═══ INFORMATION SHOWN
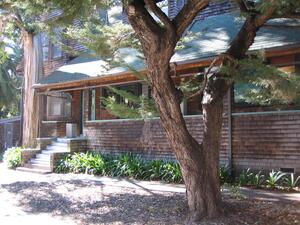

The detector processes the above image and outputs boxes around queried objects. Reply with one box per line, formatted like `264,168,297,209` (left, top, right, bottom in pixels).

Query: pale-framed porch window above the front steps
47,93,72,118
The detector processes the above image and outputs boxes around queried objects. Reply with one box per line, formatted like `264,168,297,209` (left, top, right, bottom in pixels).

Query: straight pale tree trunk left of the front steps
22,31,42,147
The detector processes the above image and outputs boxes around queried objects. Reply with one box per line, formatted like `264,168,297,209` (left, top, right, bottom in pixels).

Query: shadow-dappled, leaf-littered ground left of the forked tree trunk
0,180,186,224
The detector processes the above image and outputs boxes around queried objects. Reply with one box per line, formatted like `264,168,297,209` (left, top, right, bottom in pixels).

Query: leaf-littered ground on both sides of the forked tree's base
0,180,300,225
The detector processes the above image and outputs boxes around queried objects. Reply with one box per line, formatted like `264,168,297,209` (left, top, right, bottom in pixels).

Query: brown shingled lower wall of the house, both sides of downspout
84,111,300,173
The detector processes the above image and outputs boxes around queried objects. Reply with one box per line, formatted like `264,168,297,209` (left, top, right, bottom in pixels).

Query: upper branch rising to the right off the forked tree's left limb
173,0,209,38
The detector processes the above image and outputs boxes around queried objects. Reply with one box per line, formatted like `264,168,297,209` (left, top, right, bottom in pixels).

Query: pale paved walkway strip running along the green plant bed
0,163,300,202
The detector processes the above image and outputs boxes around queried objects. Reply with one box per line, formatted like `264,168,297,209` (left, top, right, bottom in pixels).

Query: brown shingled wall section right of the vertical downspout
232,112,300,173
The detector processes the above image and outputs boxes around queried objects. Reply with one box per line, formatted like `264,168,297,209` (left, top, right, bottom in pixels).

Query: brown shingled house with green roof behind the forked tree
18,0,300,173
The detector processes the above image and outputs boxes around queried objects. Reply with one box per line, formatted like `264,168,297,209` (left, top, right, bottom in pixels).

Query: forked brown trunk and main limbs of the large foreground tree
125,0,274,221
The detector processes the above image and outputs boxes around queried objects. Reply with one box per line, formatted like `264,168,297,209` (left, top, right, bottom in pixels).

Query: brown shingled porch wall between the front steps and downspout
84,116,228,164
══════
▸ **ACTIVITY**: Output the records verbatim, every one of them, and keep the pictures out.

▸ **EXERCISE SOLUTION**:
The detector processes the above image and outputs boxes around queried objects. Reply with one box per line, formatted like `264,168,297,209` (left, top, right, bottom in pixels).

Query: pale-framed porch window above the front steps
47,93,72,118
The detector processes the above image and outputs boxes around queried objects. Reply with one box per line, formatted like `264,168,297,209` (left, top, right, bottom in pixels).

Query: straight pale tree trunk left of the front steps
22,31,42,147
The detector processes the above image and outputs boxes around queried objects. Reply with one box per line, formatted like `264,168,297,209` (left, top, right, bottom in pixels).

Query: shadow-dappled, leaf-littered ground left of the forked tree trunk
0,180,186,224
The detector processes the above image and outputs boxes around queried objects. Reply with one box per line, formatted like `264,168,297,209` (left, top, right, bottom in pixels).

Query: leaf-littered ground on both sides of the forked tree's base
0,180,300,225
The detector processes the above image and outputs boxes around queried objects. Reply with one box per line, formatted like `264,168,297,209` (left, top, right, bottom in pixels).

Query: brown shingled lower wall of the house, both sides of downspout
84,111,300,173
The detector processes the above image and outputs boxes around queried objects. Reply with one box per line, formatted like `264,168,297,209` (left, top, right, bottom in pixels).

Query: upper branch rising to the right off the forked tree's left limb
173,0,209,38
The detector processes the above image and outputs boxes around queried objects. Reply with one box per line, formatted like `264,168,297,209` (left, top, right, bottom in pixels).

Query: pale paved walkway strip running along the green plant bed
0,163,300,202
The detector processes the above image and outputs boxes around queried objects. Reply with one box per line, formatted like `264,168,297,209` (left, top, right, bottom in pixels).

Query: brown shingled wall section right of the vertical downspout
232,112,300,173
The detector processes the above image and outputs boxes around queried objects. Reply with one box per line, formatted like `264,168,297,209` (left, top, right, bottom in pixels).

Query: brown shingled house with green roof behind the forked tree
18,0,300,173
The detector processes the above image and outputs boxes around queried objects. Reply with one box per line, formatted like `264,168,297,209` (left, top, right, bottom in pixels).

Query: forked brown trunk and main limbs of the large foreground tree
125,0,274,221
The detector processes the above image and outputs boxes around queried objects. Reply with one box per line, formatted like `264,168,297,209` (left, top, right, bottom in pixels).

Query: brown shingled porch wall between the front steps and downspout
84,116,228,164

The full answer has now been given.